## PROBLEM DETAILS
Write out every entry word for word.

## DATASET

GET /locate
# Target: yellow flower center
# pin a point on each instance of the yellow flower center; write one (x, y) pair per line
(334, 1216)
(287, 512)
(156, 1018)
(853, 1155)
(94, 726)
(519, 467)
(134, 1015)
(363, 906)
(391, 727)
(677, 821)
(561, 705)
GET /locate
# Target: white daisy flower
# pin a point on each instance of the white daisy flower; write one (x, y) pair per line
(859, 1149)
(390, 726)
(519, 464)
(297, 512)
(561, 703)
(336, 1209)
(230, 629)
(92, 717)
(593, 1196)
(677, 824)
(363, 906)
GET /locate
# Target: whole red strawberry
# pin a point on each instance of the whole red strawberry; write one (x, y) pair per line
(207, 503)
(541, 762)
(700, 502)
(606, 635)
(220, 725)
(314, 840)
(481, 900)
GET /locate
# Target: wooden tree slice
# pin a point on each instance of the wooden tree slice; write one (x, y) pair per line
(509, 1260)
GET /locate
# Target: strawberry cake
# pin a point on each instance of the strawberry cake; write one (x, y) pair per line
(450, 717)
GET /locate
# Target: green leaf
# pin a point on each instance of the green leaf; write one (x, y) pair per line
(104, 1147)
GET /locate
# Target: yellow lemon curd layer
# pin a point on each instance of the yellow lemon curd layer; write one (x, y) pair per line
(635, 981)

## RESPONSE BELOW
GET /locate
# Target: yellow flower center
# pin a point on each instance of the yellow flower center; write one (x, y) pair per line
(334, 1216)
(287, 512)
(156, 1018)
(853, 1155)
(94, 726)
(519, 467)
(134, 1015)
(363, 906)
(391, 727)
(677, 821)
(561, 705)
GET /locate
# Target: white daisy flower
# pin a point on each instance of the white daisy flower; write one (x, y) pair per line
(859, 1149)
(390, 726)
(519, 464)
(297, 512)
(561, 703)
(336, 1209)
(230, 629)
(92, 717)
(593, 1196)
(677, 824)
(363, 906)
GET /locate
# Target: whole red strawberry
# pin a point on each instance of the whole red strawberry; write one (x, y) pair per line
(207, 503)
(541, 762)
(700, 502)
(606, 635)
(220, 725)
(314, 840)
(481, 900)
GET /locate
# Target: wooden tree slice
# pin a point on each instance of the wooden tree slice; write one (x, y) pair per line
(509, 1260)
GET /locate
# Target: strawberry cake
# pin a point on each instance of the strawberry cake; write one (x, y) pair per line
(450, 717)
GET /locate
# Target: green leaf
# pin a point on each instance of the green leaf; write one (x, y) pair per line
(104, 1147)
GET /locate
# Target: yellow lemon curd layer
# pin a point on each instance of the yellow lemon curd layer; write one (x, y) pair per line
(635, 981)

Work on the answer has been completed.